Required work =
Give back every one of the lines below word for word, with nothing added, dropped, or altered.

Source data =
start
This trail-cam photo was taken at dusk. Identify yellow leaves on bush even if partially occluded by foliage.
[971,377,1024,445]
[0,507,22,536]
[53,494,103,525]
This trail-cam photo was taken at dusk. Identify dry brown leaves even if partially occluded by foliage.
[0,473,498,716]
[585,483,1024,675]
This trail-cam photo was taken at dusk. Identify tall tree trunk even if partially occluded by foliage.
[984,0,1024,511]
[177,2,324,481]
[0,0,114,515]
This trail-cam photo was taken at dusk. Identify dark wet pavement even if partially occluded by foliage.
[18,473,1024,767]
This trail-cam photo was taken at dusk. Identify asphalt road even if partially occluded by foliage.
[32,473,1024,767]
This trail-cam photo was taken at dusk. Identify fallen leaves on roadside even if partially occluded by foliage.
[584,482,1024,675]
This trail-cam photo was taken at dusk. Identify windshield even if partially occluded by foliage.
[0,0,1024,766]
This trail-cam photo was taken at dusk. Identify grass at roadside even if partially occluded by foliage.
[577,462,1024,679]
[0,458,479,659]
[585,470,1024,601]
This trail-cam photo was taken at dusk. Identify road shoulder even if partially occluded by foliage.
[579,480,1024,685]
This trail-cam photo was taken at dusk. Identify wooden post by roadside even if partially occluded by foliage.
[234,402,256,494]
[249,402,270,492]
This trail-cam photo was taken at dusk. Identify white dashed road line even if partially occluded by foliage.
end
Response =
This trail-cam photo was taken at dusk. Identify yellow leaves on bush even if partially occluded by foliage.
[971,377,1024,445]
[0,507,22,536]
[53,494,103,525]
This trail-cam photo was taken at dusk. Identify dry brown leaves even if partially occluded by foliage.
[0,473,498,716]
[585,483,1024,675]
This trail-cam photo was taken at dusk. Identify tall tree trunk even if partially occluded by foliage.
[984,0,1024,511]
[177,2,324,481]
[0,0,114,515]
This trail-cam photo was taken at dusk. Identify dark wet pavement even if partially occluded by foliage.
[18,473,1024,767]
This trail-cam photo was taken at dusk. Identify asphalt road even if partially occluded by foliage.
[32,473,1024,767]
This trail-cam photo was taken at dusk. Identify fallen leaves on roadside even if partially occluded by foliage.
[584,482,1024,675]
This trail-cam photo was taken at dusk. Identify windshield even if partially occluded by foliage.
[0,0,1024,766]
This trail-cam photo was taken at dusk. Identify grass at roadside even if partially occluded by foliage.
[577,462,1024,679]
[0,458,479,659]
[585,470,1024,601]
This trail-cam photo was taken at dusk. Identify road shoulder even if partially occluded by foliage.
[579,480,1024,685]
This trail-cam photo was taken at dusk. Identify wooden post by roadside even if partially occluded by foliage.
[234,402,256,494]
[249,402,270,492]
This trail-cam photo was taken at dusk. Identify white dashed road line even if partially occluded by foliage.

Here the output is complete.